Мне тут некоторые товарищи говорили, что как бы у нас не получились опять старые «портяночники»[118]118
Имеется в виду аргументация 1930 г., приведшая к слиянию отделов ОО и КРО ОГПУ. Тогда ОО оказался под огнем критики за то, что изрядную часть своих усилий освящал изучению политических настроений в войсках, которые, в свою очередь, были следствием недостатков снабжения Красной Армии продовольствием и всеми необходимыми материалами, вплоть до портянок.
[Закрыть]. Товарищи, от нас самих зависит – будут у нас «портяночники» или нет. Если кому-нибудь нравится быть «портяночником», можно поговорить с тов. Ворошиловым о том, чтобы он взял такого товарища к себе в каптенармусы. Но если у вас есть воля к борьбе с контрреволюцией, то все разговоры о «портяночниках» отпадут. Мы можем укрепить и укрепим кадры особистов, влив туда новых людей. Мы сделаем этот отдел подлинно оперативным и боеспособным. Все это зависит от нас, от людей, которые руководят делом; мотивы же о «портяночниках» не выдерживают никакой критики.
Перед Особым отделом стоит огромная задача, и, если по совести говорить, то, с точки зрения перестройки работы, перед Особым отделом стоит самая тяжелая, самая сложная и самая нерешенная задача.
В организации этой работы будет много трудностей. Тут нужны будут поиски новых людей, нужно будет четко определить задачи Особых отделов. Во всяком случае, Особый отдел у нас должен представлять мощную контрразведывательную организацию в армии и флоте, мощный аппарат разведки, где должны быть квалифицированные люди, знающие армию, флот, наземные, подземные[119]119
Так в тексте документа.
[Закрыть] и воздушные войска, аппарат, способный разрешить стоящие перед ним гигантские задачи. Нужно определить, что наши особисты будут делать завтра, когда наша армия перейдет границу, как они будут действовать на вражеской территории.
А, вот, возьмите хотя бы такой мелкий вопрос. Если бы я спросил начальника Особого отдела тов. Гая: «Вот, будет формироваться такая-то дивизия второй очереди. Кто будет начальником Особого отдела этой дивизии?», – он мне не ответит. Я могу сказать, что командиром дивизии будет такой-то, начальником политотдела такой-то. Я могу об этом узнать, справившись в штабе главного командования. А кто будет начальником Особого отдела – никто не скажет: «Лицо секретное – фигуры не имеет» (голос: «фигура просто мифическая»).
Так что, мне кажется, что выделив Особый отдел в самостоятельный отдел, обслуживающий Красную Армию, мы поступили совершенно правильно. Дай бог, как говорят старухи, чтобы он со своей работой справился, тем более, что у него огромнейшая периферия. Я не ошибусь, если скажу, что аппарат Особого отдела – наиболее мощный аппарат ГУГБ с точки зрения количественного состава. Этими людьми нужно суметь управлять.
Создание Особого отдела по армии тем более правильно, что борьба с контрреволюцией в Красной Армии почти не велась. В Особом отделе существовало одно – два отделения, куда были включены все наземные войска: пехота, артиллерия, мотомехчасти и т. д. Обслуживать армию таким универсальным аппаратом – это тяжелая штука.

Набор данных:
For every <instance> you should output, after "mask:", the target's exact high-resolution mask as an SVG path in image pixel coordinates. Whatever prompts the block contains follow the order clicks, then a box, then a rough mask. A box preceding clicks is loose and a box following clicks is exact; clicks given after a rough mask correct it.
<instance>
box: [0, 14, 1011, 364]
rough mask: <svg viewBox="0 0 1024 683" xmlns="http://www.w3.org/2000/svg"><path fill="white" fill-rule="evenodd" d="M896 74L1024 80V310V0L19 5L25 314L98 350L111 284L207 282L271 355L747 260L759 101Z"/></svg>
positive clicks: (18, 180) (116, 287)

Задания:
1. Объясните по фрагменту документа, почему выделение Особого отдела для работы в Красной Армии названо тем более правильным. Ответ дайте в одном–трех предложениях.
2. Продолжите речь об Особом отделе с последнего приведенного предложения.

Ответы:
1. Борьба с контрреволюцией в Красной Армии почти не велась. В Особом отделе было лишь одно-два отделения, в которые входили все наземные войска: пехота, артиллерия, мотомехчасти и т. д. Обслуживать армию таким универсальным аппаратом, по словам выступающего, тяжело.

2.
Надо будет создать в Особом отделе крепкий костяк людей, поставить, как следует, оперативную работу и создать, если хотите, перелом в настроении некоторых чекистов, которые рассматривают работу в Особом отделе как работу неинтересную, не чекистскую, как «портяночную» работу; создать настроение, что Особый отдел – это одна из наиболее почетных отраслей вашей работы.
В случае войны, вам, особистам, придется разворачиваться первыми и здесь надо иметь испытанные кадры наших квалифицированных разведчиков.
До реорганизации общие контрразведывательные функции Особого отдела оставляли совершенно в тени работу по обслуживанию армии. Поэтому, мне опять-таки, кажется, что здесь нужен подход с точки зрения организационной, с точки зрения сталинской формулировки о ликвидации отставания организационной работы от политических задач. Здесь надо прямо сказать, что нужно иначе, по-настоящему поставить работу разведки. А у нас не хватало на это силенок. Организационная работа была поставлена так, что общая контрразведывательная работа забивала всю работу по армии. Не случайно поэтому, что у нас очень мало армейских дел. Даже к троцкистским делам в армии мы подошли с гражданской стороны, а не с военной, хотя и в армии имеются троцкисты. Думаю, что мы военной троцкистской линии до конца еще не расследовали. Предполагаю, что в армии имеются не только троцкисты, но и всякая другая сволочь, так как армия не изолирована от населения, не закупорена в банку, куда не проникают никакие бактерии, а, наоборот, значительно подвержена влиянию окружающей среды, в которой имеются контрреволюционные элементы. Вы хорошо знаете и о стремлениях разведок империалистических штабов создать свою агентуру в нашей армии, организовать диверсии и т.д.
Нами вскрываются диверсионно-вредительские организации в промышленности. Какие же основания рассчитывать, что нельзя совершать диверсионных актов в армии? Возможности для этого там имеются большие, во всяком случае, не меньшие, чем в промышленности. Возьмите такую проблему, как соотношение тыла и фронта, во время войны, где агентура врага может наделать такую путаницу, которая имела бы тяжкие последствия.
Стало быть, создание армейского Особого отдела организационно оправдано и, мне кажется, что по важности этот отдел представляет собой один из центральных отделов. Конкретные задачи этого отдела мы определим в ближайшее время.
Что сейчас важно в работе этого отдела?
На этом вопросе я хочу несколько задержаться. Особенность работы этого отдела (это касается и всей нашей оперативной работы) заключается в том, что мы должны переходить к наступательным формам работы.
Как совершенная форма оборонительной работы, нами должна быть избрана наступательная форма. Особый отдел должен в этом отношении явиться наиболее активным отделом. Он должен переходить в наступление и забираться поглубже, везде, где только возможно, не только на нашей территории, но и за рубежом.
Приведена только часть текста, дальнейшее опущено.